TEXT SHOWN:
>>>
Student union disputes Corroborated ~20,866 characters · 43 min read Updated

In late February 2022, the newly elected Cabinet of the City University of Hong Kong Students' Union, named "Juli" (聚流), had barely been in office a month when it received a letter from the university: vacate the union room within a week. Over a year later, of the original 14-member team, only the president remained, acting as the "Provisional Executive Committee". He described the departure of his former cabinet members not with a sense of loss but with relief — "some wanted to study, others wanted to work". Behind this understated remark lies a longstanding problem of Hong Kong student self-governance, rarely discussed in detail: being elected to a student society cabinet (a 'zong1') is not the end of the story; whether it can hold on until the handover is itself a war of attrition.


1. What 'Going on the Society' (上莊) Means: A Year of Collective Labour

In the context of Hong Kong's tertiary institutions, sang1 zong1 (上莊, literally "going on the society") refers to a cohort of students taking over a student organisation — such as the students' union executive committee, departmental society, hall residents' association, or an affiliated club — for one year, managing activities, finances, publicity, recruitment, external liaison, and handover. At CityU, the executive committee operates on this model: each term's officers run for election as a whole slate called a "cabinet" (內閣), and, upon election, they collectively "go on the society" for a year, then hand over to the next cabinet at the end of their term.

The attraction of this model is that it offers a rare, near-real-world organisational training ground during university: with limited budgets and manpower, students must handle external communications, event approval, financial reports, media relations — a whole suite of tasks that often become highlights on a CV. But its costs are equally concrete: it consumes large amounts of free time, entails frequent meetings, demands that team-mates gel together, and leaves almost no fallback when crises hit. What has happened at CityU in recent years illustrates, with stark completeness, how this model can unravel under extreme pressure.


2. The 'Juli' Cabinet: From Swearing-in to 'Survival Mode' in a Month

According to an in-depth report by The Collective, the CityU Students' Union had just completed its transition in late February 2022. The new executive cabinet "Juli" had barely settled in when, on 7 February 2022, it received a formal letter from the university's Student Development Office, announcing the repossession of the union room, then located on the sixth floor of the Academic Complex. The letter demanded that "Juli" complete the move within one week.
<<<
THE REQUEST: According to the text on the CityU Students' Union, where was the union room located when the university moved to repossess it?

SUPPLIED ENTRIES:
>>>
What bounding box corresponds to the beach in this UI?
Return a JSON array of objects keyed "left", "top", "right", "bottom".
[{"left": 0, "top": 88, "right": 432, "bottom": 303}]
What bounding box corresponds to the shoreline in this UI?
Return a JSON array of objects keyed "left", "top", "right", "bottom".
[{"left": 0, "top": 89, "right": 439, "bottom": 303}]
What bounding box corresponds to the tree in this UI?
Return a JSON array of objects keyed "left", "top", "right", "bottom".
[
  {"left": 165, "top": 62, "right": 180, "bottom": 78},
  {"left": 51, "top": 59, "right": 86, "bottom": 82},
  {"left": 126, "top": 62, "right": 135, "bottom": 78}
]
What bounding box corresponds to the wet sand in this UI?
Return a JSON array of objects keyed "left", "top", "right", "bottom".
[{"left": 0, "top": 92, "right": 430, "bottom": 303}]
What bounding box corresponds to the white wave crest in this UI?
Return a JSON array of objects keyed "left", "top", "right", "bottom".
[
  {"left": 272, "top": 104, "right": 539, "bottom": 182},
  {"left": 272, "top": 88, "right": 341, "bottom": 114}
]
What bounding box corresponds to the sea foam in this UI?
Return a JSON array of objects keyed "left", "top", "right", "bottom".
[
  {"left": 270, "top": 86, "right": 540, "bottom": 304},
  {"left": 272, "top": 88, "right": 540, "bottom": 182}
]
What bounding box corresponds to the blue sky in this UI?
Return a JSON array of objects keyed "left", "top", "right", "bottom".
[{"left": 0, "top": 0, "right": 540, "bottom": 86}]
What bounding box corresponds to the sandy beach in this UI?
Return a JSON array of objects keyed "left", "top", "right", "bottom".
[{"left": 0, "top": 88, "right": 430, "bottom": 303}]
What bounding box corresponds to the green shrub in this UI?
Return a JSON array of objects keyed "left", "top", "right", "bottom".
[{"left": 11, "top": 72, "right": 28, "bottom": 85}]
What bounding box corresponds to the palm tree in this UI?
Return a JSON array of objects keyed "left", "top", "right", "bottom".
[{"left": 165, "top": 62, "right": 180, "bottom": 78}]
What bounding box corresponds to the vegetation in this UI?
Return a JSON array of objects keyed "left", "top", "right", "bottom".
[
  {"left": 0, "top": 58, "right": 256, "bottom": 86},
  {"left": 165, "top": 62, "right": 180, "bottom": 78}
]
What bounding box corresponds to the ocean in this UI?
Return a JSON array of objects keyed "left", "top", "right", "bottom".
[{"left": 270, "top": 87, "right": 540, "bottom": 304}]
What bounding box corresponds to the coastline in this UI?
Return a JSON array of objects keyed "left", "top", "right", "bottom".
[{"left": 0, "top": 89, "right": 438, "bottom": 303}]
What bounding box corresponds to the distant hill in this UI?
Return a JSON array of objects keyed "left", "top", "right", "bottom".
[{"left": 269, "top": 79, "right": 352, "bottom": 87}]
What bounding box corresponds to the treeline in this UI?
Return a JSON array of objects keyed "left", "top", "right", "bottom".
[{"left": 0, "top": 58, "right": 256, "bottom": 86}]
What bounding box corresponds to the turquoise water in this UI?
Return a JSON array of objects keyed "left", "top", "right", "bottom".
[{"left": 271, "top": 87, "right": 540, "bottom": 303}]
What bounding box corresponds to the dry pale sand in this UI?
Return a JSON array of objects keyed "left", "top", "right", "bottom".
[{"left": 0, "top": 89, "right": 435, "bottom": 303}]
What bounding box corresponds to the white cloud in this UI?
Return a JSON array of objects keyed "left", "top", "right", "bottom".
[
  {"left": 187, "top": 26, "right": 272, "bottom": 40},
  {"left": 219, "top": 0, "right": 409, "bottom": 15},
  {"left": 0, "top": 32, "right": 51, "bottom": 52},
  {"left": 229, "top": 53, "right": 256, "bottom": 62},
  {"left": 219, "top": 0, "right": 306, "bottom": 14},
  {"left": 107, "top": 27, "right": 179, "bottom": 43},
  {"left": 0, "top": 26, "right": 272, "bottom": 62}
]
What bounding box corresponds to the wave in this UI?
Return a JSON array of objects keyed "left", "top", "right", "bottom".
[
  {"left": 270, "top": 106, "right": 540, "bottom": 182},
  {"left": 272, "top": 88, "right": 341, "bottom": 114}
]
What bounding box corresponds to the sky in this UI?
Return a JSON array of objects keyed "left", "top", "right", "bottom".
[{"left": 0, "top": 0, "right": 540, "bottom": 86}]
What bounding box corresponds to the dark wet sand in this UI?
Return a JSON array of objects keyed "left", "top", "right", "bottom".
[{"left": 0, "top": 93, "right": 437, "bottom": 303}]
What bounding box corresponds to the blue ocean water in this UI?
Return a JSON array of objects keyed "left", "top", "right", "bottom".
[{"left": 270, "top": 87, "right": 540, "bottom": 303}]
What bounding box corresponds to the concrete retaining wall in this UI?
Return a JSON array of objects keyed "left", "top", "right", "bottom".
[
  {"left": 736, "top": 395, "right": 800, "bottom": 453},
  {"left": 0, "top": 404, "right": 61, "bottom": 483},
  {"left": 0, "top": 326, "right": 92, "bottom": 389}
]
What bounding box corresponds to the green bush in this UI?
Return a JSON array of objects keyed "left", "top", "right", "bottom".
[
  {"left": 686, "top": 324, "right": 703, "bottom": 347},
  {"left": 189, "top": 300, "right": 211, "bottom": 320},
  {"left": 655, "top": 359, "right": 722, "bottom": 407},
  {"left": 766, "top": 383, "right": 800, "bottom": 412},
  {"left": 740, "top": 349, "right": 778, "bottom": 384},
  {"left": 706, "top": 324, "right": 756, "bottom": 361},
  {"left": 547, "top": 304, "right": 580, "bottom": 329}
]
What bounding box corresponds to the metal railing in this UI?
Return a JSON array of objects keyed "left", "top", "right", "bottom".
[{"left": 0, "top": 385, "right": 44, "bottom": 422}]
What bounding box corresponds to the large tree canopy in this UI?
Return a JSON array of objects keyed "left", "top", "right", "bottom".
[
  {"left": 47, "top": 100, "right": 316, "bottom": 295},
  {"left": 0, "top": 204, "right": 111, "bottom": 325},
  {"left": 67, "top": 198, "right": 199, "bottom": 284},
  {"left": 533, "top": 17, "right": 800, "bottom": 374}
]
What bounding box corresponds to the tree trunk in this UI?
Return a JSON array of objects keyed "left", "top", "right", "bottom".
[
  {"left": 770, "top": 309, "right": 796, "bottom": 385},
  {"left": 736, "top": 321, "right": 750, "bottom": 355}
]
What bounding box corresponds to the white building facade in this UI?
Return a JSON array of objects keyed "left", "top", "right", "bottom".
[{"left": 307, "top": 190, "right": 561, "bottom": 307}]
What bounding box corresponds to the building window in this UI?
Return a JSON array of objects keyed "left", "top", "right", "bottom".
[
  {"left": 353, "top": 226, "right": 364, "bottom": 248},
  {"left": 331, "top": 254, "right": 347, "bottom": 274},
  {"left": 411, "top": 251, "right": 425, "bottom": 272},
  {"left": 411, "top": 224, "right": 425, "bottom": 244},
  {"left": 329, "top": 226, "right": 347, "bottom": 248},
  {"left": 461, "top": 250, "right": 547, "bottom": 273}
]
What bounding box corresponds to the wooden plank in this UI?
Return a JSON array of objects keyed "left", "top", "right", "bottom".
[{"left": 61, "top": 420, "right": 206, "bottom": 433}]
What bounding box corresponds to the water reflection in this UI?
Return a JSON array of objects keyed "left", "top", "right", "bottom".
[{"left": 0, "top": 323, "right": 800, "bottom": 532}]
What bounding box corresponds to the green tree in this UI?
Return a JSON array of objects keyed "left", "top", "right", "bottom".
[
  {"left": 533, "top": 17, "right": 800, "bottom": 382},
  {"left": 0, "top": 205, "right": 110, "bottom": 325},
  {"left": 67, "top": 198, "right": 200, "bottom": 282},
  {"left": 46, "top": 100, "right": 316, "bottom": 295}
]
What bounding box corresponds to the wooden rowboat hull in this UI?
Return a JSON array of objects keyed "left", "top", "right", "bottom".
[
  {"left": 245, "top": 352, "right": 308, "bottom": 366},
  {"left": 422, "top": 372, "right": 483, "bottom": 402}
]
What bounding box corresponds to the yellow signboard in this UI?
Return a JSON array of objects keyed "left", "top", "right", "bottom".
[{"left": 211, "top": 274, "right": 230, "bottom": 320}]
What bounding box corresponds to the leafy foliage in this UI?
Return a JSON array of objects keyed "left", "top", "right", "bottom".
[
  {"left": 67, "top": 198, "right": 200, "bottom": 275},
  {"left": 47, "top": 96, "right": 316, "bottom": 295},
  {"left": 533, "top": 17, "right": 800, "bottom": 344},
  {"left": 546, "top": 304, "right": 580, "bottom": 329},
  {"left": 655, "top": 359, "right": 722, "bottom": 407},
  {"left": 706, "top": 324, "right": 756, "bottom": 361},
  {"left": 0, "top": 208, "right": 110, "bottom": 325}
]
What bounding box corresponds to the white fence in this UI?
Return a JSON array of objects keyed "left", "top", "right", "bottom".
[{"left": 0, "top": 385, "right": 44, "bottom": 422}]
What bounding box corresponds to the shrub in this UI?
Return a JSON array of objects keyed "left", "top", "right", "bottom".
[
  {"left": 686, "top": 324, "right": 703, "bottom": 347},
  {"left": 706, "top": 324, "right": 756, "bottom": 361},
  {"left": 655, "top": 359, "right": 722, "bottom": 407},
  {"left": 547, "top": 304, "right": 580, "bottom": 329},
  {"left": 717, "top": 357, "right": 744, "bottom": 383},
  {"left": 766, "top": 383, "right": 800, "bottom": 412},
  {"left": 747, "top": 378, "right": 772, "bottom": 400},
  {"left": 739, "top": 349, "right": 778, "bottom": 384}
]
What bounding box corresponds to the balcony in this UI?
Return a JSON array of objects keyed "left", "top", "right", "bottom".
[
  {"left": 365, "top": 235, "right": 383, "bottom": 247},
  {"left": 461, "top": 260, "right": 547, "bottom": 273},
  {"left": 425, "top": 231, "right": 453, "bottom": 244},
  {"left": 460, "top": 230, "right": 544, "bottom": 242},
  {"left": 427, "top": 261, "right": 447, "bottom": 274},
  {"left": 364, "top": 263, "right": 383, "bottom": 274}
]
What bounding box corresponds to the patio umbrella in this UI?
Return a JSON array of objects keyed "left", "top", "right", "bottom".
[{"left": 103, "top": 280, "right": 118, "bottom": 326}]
<<<
TASK ANSWER: On the sixth floor of the Academic Complex.